* [Problem requirements]:
Reproduce the listing below without changes, except that pictures are left out.

* [Data entries]:
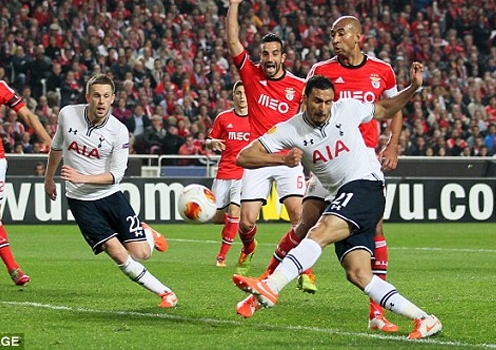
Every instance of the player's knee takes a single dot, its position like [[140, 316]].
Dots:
[[140, 254], [358, 277], [246, 224]]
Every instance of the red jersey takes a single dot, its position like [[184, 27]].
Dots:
[[367, 82], [234, 130], [10, 98], [270, 101]]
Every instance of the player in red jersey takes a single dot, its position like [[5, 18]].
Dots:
[[9, 98], [356, 75], [273, 96], [229, 134]]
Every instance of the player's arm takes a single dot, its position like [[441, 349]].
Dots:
[[256, 156], [54, 159], [33, 122], [215, 144], [389, 107], [232, 26]]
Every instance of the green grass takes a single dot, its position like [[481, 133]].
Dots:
[[79, 301]]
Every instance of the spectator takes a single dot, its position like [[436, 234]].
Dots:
[[40, 68], [20, 63], [172, 143], [490, 139], [154, 135], [25, 141], [39, 169], [28, 100], [121, 111], [189, 149], [136, 124], [54, 84], [491, 110]]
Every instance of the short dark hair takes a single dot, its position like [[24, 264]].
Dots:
[[237, 84], [99, 79], [271, 37], [318, 82]]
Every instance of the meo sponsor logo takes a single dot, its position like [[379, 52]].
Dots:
[[272, 103], [239, 136]]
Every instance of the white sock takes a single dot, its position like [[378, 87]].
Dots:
[[150, 240], [139, 274], [388, 297], [298, 260]]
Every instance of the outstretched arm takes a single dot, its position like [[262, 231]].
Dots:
[[256, 156], [33, 122], [387, 108], [232, 26]]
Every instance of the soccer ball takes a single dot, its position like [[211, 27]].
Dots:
[[196, 204]]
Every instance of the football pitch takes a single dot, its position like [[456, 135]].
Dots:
[[79, 301]]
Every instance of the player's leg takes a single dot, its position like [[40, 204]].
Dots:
[[227, 196], [255, 187], [356, 202], [138, 273], [154, 238], [15, 272], [358, 271], [291, 186], [329, 229], [379, 264], [311, 211], [122, 238]]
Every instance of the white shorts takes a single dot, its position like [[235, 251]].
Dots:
[[3, 172], [226, 192], [315, 190], [257, 183]]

* [Exercise answer]:
Every instance of the player's knee takes a single dot, its position like [[140, 316]].
Dots:
[[140, 254], [358, 277], [246, 224]]
Every instance of the red jersey takes a single dot, its position like [[184, 27]].
Dots:
[[367, 82], [234, 130], [10, 98], [270, 101]]
Every instance of the player in red jersey takes a single dot, its position like [[5, 18]].
Dots:
[[9, 98], [356, 75], [273, 96], [229, 134]]
Every instance of the player's arm takes a single dot, its position like [[441, 349]].
Dots:
[[256, 156], [54, 159], [33, 122], [215, 144], [389, 107], [232, 26]]
Every instance of the green grass takes a single dot, its position like [[481, 133]].
Dots:
[[79, 301]]
Every instance of the spectator takes a single dot, its position like [[436, 234]].
Dots:
[[40, 68], [20, 63], [172, 143], [490, 139], [154, 135], [25, 141], [39, 169], [28, 100], [121, 111], [189, 149], [136, 124], [54, 84], [491, 110]]
Every instance of the short dark hair takes a single dot, its position like [[24, 264]].
Dots:
[[237, 84], [99, 79], [271, 37], [318, 82]]
Every instance of the meo sponsor logo takes a single dot, its position like [[379, 52]].
Dots:
[[272, 103], [239, 136]]
Every instance of the white sock takes a single dot, its position like [[378, 87]].
Dots:
[[150, 240], [139, 274], [388, 297], [298, 260]]
Every instance of the outstretched arm takes a single dot, its position like [[262, 231]].
Dots:
[[256, 156], [33, 122], [387, 108], [232, 26]]
Every instance of the soccer ball takes a single dot, its position like [[211, 27]].
Dots:
[[196, 204]]
Every instance of the football pitch takes a single dot, its position like [[456, 135]].
Dots:
[[79, 301]]
Every instance of the player's leg takes a single dot, its position like [[40, 204]].
Dots:
[[227, 196], [255, 187], [356, 202], [138, 273], [154, 238], [15, 272], [358, 271], [291, 186], [329, 229], [379, 264], [311, 211], [122, 238]]
Every instance of the white shorts takes a single dot, its position like [[235, 251]].
Dots:
[[3, 172], [226, 192], [315, 190], [257, 183]]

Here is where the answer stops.